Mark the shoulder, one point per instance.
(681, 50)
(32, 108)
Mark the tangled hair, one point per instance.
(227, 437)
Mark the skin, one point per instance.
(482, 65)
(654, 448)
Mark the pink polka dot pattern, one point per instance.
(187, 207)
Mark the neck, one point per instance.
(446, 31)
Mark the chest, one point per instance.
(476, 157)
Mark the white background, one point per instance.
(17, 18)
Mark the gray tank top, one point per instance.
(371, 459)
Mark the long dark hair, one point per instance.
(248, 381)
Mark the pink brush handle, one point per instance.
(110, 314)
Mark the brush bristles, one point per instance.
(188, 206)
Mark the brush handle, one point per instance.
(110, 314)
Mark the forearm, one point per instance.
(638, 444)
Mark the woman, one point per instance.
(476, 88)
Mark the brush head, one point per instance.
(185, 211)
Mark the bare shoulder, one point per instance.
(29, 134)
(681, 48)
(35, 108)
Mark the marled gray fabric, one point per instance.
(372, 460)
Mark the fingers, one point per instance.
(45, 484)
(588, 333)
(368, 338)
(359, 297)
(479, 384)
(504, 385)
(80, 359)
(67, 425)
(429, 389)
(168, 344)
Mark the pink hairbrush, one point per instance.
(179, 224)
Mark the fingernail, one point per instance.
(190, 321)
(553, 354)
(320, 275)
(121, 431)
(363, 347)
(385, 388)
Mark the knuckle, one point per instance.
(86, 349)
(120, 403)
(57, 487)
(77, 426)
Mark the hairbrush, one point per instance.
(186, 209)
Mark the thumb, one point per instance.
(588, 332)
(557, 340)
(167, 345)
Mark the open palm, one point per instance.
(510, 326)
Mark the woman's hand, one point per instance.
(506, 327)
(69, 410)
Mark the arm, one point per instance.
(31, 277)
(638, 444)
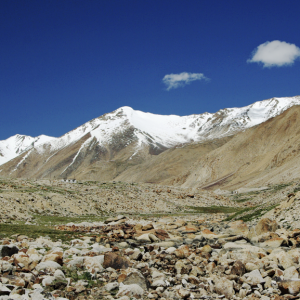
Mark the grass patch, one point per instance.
(256, 213)
(242, 200)
(278, 187)
(57, 220)
(241, 211)
(214, 209)
(35, 231)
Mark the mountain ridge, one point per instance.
(131, 145)
(159, 131)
━━━
### Activity
When a picture appears in the material, please pass over it while retyping the rest exactly.

### Response to this exercise
Mark the shoulder, one point per instance.
(681, 50)
(32, 108)
Mark the tangled hair, one point per instance.
(227, 437)
Mark the skin, one point per instance.
(482, 65)
(654, 448)
Mark the pink polka dot pattern, one point per instance.
(187, 207)
Mark the neck, one point per instance.
(446, 31)
Mark the chest, one point per instance.
(476, 157)
Mark the white background, one point per instance.
(17, 18)
Mark the gray tank top, one point per instance.
(371, 459)
Mark the long dark hair, one point per instance.
(248, 381)
Mark the pink brush handle, one point per instance.
(110, 314)
Mark the brush bristles, one point per instance.
(188, 206)
Mark the brush handle, one point per instance.
(110, 314)
Mark the forearm, one point per instance.
(638, 444)
Mark the woman, one point per instance.
(476, 88)
Mark the brush head, one point per instance.
(185, 211)
Mark the bare shoulder, one point per instance.
(29, 134)
(681, 48)
(35, 108)
Mark the marled gray fabric, one point per instance.
(372, 460)
Mark the fingers, one point per instance.
(45, 484)
(588, 333)
(368, 338)
(359, 297)
(479, 384)
(504, 385)
(80, 359)
(67, 425)
(429, 389)
(168, 344)
Mark the pink hairbrush, one point per instance.
(179, 224)
Mark the fingernail, one point per instance.
(190, 321)
(553, 354)
(320, 275)
(121, 431)
(363, 347)
(385, 388)
Mark the knuckle, one point per instance.
(86, 349)
(120, 403)
(57, 487)
(77, 426)
Mark the hairbrush, one point per instance.
(186, 209)
Mark the thumb, one point per instance.
(588, 332)
(557, 340)
(167, 345)
Mark the open palm, one point per instance.
(510, 326)
Mark the woman's hand, one point per instance.
(506, 327)
(69, 410)
Mark the arm, one point per instance.
(31, 277)
(638, 444)
Mark the grass patch, one point per instance.
(256, 213)
(242, 200)
(278, 187)
(57, 220)
(241, 211)
(214, 209)
(35, 231)
Mark the mountain ridge, one point per instance.
(131, 145)
(159, 131)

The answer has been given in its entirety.